● **Trecho da página**
++++

Um inusitado efeito colateral da avassaladora entrada das videoconferências no cotidiano de um sem-número de pessoas é a volta à cena de um tipo de móvel que, na era digital, perdera um tanto do seu charme: a estante de livros. De repente, ela se transformou na decoração de fundo preferida de quem se põe diante da câmera de smartphones e notebooks para participar, em especial, de reuniões de trabalho ou de entrevistas (no caso de jornalistas de TV, naturalmente as duas modalidades se esbarram).
É compreensível. Aquele desfile estático de romances, volumes de ensaio, biografias etc. ao longo de prateleiras e prateleiras ajudaria a incutir um ar de respeitabilidade, de cultura, de conhecimento de causa à fala de quem aparece no vídeo. Para os que se posicionam do lado oposto, haveria ainda a irresistível tentativa de descobrir o que as lombadas revelariam sobre o intelecto do interlocutor. Como de praxe, a internet não perdeu a chance de fazer piada com a novidade. Assim, as bibliotecas domésticas exibidas nas chamadas de vídeo viraram memes rapidamente.
No Twitter, o perfil Bookcase Credibility, em tom bem-humorado, assegura: “O que você diz não é tão importante quanto a estante de livros atrás de você”. A página se propõe a analisar uma suposta credibilidade das coleções de obras de quem participa de programas de televisão por meio de videochamada. Pontuando alto em todos os quesitos propostos, o âncora da rede americana CNN Anderson Cooper, que tem transmitido direto de sua casa, levou o prêmio como um dos fundos de estante de maior bom gosto.
Um viral divertido é a paródia de um anúncio que mostra um suporte de papelão com uma falsa estante de livros impressa. Apresentado como “perfeito para atores, jornalistas e comediantes”, ele poderia ser adquirido ao preço de 150 euros (cerca de 1 000 reais). A fotomontagem foi criada pelo ilustrador madrilenho Eduardo Berazaluce. E, para quem não tem o indispensável acessório, os apps já permitem retirar o fundo da transmissão em um recorte digital bastante grosseiro e trocá-lo por outro, falso — nesse caso, buscando no Google a imagem da estante dos sonhos.

++++

● **Linhas dos dados**
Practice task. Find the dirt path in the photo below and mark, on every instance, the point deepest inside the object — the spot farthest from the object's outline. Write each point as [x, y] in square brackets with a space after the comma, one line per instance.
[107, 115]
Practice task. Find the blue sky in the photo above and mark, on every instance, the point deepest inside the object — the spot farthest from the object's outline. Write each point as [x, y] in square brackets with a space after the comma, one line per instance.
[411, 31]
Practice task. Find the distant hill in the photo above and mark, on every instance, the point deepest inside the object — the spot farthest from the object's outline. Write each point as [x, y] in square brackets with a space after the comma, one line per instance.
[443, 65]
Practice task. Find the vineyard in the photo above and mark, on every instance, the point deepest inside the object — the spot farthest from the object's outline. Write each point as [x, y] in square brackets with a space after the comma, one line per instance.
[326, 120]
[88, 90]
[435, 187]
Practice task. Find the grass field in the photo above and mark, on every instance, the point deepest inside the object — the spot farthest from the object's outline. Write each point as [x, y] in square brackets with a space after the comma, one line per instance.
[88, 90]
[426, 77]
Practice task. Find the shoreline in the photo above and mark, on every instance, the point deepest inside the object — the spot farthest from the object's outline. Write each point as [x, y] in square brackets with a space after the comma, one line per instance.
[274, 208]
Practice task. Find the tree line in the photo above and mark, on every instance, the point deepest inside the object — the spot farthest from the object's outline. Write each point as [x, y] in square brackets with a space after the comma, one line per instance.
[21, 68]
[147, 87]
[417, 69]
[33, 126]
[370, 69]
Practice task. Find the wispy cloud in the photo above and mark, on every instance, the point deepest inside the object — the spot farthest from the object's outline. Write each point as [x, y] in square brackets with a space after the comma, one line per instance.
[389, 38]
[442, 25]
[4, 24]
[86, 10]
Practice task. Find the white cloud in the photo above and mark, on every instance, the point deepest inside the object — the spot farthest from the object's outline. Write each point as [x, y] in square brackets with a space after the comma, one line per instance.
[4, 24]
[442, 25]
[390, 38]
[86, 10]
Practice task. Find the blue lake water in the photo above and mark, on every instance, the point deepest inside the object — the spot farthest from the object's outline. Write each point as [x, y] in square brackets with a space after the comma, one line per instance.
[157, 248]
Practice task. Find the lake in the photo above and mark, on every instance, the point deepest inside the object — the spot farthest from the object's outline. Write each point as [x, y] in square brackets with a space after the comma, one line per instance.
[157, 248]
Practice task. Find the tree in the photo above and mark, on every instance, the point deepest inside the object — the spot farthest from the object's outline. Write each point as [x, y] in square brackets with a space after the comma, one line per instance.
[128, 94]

++++

● **O que fazer**
Copie fielmente o trecho da página desde "É compreensível. Aquele" até "viraram memes rapidamente.", inclusive.

● **Resultado do exercício**
É compreensível. Aquele desfile estático de romances, volumes de ensaio, biografias etc. ao longo de prateleiras e prateleiras ajudaria a incutir um ar de respeitabilidade, de cultura, de conhecimento de causa à fala de quem aparece no vídeo. Para os que se posicionam do lado oposto, haveria ainda a irresistível tentativa de descobrir o que as lombadas revelariam sobre o intelecto do interlocutor. Como de praxe, a internet não perdeu a chance de fazer piada com a novidade. Assim, as bibliotecas domésticas exibidas nas chamadas de vídeo viraram memes rapidamente.